OBJECTIVE: Reproduce the entries below word for word, starting at their first line and ending with the line that contains "column 492, row 221", both included.

───

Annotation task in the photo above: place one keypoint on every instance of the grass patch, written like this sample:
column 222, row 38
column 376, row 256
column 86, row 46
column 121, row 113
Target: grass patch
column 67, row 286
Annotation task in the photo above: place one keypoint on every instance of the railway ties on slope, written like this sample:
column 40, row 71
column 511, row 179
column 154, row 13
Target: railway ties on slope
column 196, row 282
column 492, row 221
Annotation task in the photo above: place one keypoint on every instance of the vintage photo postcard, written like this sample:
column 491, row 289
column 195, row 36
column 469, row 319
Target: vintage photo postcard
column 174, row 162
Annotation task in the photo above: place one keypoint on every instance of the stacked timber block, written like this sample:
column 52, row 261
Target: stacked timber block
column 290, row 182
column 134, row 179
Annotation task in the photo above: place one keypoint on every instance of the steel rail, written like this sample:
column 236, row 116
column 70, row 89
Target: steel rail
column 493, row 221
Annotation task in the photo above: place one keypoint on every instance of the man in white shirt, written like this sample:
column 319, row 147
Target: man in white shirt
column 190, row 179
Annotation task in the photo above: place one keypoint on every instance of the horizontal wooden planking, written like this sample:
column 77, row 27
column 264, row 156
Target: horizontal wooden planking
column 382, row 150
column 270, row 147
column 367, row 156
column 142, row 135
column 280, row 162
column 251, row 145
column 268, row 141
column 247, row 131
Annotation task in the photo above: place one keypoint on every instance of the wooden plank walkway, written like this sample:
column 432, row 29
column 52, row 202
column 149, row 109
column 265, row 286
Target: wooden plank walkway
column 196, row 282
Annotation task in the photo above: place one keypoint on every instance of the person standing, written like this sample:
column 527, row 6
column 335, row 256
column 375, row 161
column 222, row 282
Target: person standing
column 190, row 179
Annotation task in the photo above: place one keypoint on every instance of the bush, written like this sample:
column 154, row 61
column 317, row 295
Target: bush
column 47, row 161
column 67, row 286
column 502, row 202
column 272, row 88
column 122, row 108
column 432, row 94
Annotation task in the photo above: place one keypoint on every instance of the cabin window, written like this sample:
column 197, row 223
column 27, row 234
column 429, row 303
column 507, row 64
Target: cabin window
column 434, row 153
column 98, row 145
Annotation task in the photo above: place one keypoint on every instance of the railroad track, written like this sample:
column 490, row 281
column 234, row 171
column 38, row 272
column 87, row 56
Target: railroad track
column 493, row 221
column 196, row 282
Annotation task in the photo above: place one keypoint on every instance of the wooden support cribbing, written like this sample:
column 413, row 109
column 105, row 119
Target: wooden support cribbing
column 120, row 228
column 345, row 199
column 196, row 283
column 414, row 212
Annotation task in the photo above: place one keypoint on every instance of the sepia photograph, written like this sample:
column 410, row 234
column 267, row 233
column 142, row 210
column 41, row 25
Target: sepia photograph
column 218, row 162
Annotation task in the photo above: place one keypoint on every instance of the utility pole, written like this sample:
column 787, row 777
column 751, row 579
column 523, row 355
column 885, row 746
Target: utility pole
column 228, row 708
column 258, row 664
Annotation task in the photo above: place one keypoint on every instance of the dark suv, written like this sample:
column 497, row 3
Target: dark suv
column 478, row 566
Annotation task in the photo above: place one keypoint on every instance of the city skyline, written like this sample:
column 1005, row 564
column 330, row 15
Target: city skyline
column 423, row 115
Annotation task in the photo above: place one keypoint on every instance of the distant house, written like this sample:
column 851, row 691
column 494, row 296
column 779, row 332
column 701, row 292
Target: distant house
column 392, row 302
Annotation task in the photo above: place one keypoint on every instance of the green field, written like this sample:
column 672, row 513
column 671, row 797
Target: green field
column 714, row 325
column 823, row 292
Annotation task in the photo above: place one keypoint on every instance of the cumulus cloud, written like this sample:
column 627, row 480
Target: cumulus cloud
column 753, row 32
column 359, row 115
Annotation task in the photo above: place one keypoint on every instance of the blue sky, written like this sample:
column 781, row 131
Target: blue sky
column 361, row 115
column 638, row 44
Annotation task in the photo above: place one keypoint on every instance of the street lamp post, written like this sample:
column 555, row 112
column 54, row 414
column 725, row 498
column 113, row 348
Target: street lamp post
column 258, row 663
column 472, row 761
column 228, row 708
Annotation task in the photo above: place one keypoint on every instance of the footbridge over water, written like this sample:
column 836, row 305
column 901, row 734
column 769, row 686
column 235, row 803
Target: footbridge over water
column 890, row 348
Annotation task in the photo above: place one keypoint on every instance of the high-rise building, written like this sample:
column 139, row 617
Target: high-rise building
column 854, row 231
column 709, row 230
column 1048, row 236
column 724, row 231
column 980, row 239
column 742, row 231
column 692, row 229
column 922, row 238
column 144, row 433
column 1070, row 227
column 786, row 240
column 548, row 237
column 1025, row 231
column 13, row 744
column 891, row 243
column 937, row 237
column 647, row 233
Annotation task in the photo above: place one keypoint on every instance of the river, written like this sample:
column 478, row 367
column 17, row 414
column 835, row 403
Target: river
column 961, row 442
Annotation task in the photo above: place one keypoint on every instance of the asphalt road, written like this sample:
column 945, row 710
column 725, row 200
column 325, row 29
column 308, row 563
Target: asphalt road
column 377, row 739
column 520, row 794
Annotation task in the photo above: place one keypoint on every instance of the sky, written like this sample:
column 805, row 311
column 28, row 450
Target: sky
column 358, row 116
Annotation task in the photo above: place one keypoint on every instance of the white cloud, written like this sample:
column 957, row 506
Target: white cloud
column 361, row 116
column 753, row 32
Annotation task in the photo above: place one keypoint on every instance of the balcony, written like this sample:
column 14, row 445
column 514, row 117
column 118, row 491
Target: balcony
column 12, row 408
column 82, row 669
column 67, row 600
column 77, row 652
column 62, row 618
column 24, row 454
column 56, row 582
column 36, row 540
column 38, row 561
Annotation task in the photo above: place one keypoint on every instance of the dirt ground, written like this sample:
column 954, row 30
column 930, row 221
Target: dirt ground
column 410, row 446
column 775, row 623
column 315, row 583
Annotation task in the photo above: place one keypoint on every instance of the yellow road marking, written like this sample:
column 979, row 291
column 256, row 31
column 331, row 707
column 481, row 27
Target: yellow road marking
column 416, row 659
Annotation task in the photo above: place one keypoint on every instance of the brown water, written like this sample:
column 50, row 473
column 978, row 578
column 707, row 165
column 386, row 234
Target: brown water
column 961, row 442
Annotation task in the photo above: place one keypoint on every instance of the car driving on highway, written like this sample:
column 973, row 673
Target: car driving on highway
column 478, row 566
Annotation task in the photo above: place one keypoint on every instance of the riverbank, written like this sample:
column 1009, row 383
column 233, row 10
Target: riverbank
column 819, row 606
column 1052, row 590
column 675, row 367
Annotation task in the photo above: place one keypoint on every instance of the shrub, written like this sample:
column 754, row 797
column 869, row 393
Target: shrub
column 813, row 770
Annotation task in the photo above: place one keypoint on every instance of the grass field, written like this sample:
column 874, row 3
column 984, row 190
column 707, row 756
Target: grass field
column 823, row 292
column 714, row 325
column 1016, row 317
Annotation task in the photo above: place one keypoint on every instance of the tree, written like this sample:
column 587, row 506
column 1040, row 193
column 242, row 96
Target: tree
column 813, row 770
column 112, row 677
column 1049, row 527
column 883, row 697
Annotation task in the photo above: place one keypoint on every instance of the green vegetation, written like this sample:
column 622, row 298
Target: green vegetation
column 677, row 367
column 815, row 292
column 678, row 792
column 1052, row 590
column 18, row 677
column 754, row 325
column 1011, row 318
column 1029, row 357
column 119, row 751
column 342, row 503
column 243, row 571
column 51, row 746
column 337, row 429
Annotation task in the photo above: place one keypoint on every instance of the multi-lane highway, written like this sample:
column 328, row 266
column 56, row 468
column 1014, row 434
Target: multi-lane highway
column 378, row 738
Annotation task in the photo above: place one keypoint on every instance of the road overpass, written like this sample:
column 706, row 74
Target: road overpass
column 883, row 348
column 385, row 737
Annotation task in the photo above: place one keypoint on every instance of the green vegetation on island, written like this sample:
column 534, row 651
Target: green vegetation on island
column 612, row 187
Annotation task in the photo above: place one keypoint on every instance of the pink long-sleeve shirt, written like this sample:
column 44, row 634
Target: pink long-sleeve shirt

───

EXPECTED OUTPUT:
Annotation task in the photo above: place one keypoint on every instance of the grass patch, written like this sample:
column 222, row 38
column 376, row 256
column 86, row 46
column 121, row 113
Target: grass patch
column 67, row 286
Annotation task in the photo above: place one keypoint on every instance of the railway ties on slope, written like this sample:
column 40, row 71
column 511, row 179
column 154, row 13
Target: railway ties on slope
column 196, row 282
column 492, row 221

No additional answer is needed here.